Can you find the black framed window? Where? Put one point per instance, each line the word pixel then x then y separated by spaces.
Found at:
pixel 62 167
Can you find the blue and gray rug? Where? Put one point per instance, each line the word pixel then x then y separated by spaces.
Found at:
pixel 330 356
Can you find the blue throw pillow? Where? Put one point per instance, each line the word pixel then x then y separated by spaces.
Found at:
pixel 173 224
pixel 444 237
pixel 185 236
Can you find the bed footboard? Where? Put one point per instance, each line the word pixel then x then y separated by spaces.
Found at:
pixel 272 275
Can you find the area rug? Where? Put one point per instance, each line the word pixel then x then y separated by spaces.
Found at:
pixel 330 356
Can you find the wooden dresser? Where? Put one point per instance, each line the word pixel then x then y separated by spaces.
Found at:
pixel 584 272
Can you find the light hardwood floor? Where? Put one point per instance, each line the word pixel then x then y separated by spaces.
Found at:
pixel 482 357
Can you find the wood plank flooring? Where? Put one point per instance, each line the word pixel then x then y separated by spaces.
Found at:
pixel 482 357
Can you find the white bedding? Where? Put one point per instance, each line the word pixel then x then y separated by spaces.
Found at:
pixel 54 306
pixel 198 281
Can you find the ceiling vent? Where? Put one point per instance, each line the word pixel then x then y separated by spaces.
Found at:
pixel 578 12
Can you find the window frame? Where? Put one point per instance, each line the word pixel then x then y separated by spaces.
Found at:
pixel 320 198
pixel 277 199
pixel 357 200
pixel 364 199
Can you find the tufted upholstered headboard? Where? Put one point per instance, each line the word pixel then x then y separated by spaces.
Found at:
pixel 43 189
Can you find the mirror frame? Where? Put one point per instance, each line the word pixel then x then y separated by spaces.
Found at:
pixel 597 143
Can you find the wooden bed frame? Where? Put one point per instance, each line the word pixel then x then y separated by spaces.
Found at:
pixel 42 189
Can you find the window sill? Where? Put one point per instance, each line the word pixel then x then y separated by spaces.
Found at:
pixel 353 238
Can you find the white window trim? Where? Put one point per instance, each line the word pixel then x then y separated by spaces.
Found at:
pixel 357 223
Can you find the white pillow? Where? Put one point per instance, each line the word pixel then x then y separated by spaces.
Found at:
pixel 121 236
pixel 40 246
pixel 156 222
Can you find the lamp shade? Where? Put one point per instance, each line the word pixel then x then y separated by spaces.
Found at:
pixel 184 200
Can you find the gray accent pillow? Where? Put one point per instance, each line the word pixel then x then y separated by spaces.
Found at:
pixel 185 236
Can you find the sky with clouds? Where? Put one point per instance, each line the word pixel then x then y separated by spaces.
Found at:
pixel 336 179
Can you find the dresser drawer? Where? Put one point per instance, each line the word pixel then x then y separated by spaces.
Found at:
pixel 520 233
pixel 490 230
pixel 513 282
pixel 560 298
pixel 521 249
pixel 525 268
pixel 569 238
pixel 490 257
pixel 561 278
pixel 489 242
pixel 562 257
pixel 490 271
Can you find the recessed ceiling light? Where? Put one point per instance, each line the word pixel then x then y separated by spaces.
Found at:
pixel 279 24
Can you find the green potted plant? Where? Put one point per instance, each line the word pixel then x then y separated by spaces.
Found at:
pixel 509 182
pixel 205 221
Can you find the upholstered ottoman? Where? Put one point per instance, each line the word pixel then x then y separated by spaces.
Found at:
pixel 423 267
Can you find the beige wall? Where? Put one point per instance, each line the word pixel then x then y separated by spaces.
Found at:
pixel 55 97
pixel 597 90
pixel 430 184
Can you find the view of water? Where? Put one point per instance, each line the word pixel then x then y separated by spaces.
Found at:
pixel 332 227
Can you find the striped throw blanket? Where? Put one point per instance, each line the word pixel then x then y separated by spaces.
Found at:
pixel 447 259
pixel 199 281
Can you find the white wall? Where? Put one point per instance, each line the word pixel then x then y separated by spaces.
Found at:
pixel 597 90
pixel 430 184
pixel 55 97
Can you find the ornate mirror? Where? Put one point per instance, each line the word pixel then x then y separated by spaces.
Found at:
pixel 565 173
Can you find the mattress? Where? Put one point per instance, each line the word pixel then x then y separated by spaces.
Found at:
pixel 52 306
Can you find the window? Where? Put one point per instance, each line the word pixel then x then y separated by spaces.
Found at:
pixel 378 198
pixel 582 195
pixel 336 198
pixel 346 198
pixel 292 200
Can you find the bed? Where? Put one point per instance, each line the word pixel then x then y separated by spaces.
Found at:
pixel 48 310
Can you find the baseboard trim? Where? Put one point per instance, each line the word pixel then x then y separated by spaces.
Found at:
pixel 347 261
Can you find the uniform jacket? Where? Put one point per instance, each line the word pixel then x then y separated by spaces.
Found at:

*WORK INSTRUCTIONS:* Rewrite the material from the start through the line containing "pixel 62 167" as a two-column CSV headed text and answer, with one row for each text and its answer. Put each field in quotation marks and turn line breaks into spaces.

*THE ANSWER:*
text,answer
"Can you find the black framed window? Where? Put one point per instance, each line the word pixel then x then y separated by spaces. Found at:","pixel 62 167"